++++ Data lines

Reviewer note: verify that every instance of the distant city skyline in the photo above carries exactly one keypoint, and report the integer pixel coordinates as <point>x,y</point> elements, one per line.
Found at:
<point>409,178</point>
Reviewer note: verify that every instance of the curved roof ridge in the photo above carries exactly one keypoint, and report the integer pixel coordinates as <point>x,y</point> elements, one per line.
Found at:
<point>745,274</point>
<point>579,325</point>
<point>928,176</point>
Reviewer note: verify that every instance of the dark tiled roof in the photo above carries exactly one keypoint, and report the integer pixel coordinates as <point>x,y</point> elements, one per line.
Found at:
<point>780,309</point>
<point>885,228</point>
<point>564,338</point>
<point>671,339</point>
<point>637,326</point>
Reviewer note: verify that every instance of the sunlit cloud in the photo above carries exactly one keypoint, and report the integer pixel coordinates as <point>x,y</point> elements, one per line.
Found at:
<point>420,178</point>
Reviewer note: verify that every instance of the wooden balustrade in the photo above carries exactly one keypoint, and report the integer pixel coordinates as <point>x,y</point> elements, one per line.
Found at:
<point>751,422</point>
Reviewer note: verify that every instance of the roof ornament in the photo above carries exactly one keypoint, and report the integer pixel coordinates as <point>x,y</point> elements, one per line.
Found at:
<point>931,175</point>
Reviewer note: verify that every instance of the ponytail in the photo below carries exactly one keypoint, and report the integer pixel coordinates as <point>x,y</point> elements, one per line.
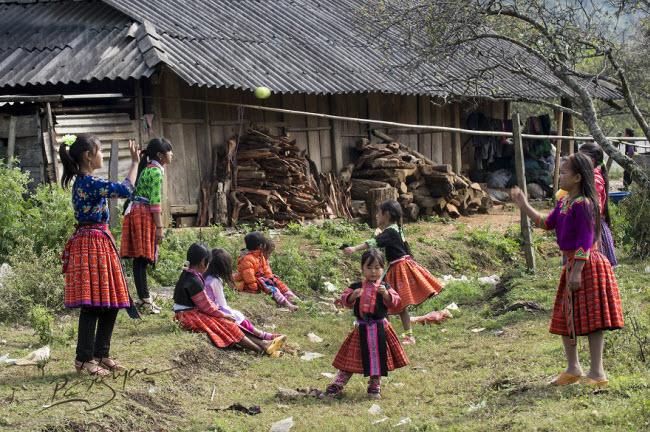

++++++++

Your goal ▸ Repeat all of the material above word for word, leaving out the pictures.

Answer to the problem ▸
Reviewer note: verify that every instance of the distant city skyline in the photo above carries exactly one keypoint, and report the integer pixel coordinates as <point>x,y</point> elements, one per line.
Found at:
<point>409,178</point>
Reviewer note: verify that every instance of the curved roof ridge in the photo above carries exactly one keypoint, and report the integer pixel coordinates as <point>x,y</point> elements, one per line.
Found at:
<point>745,274</point>
<point>579,325</point>
<point>928,176</point>
Reviewer note: verify that every instance of the dark tiled roof in the photo above carries exactly one keypoint, and report the integer pixel coordinates as <point>x,y</point> elements, one per line.
Found at:
<point>780,309</point>
<point>885,228</point>
<point>564,338</point>
<point>671,339</point>
<point>637,326</point>
Reviewer note: verify that every instance of the sunlit cloud in the photo above carries exactly one keypoint, and report the integer pixel coordinates as <point>x,y</point> elements, one per line.
Found at:
<point>420,178</point>
Reviewer note: verify that every instance of the wooden balustrade in the photo above carries exactly one keypoint, and report the integer pixel coordinates as <point>x,y</point> elements, one per line.
Found at:
<point>751,422</point>
Reviewer note: verify that every instance of the roof ornament in the photo above carries exactly one keypoint, and report the integer pixel coordinates as <point>x,y</point> elements, one per line.
Found at:
<point>931,175</point>
Reviewer note: verify that every instance of the ponytail in the photo below carries exactly one keypoint, and report the integer pixel coordinates as <point>x,y</point> elements, one per line.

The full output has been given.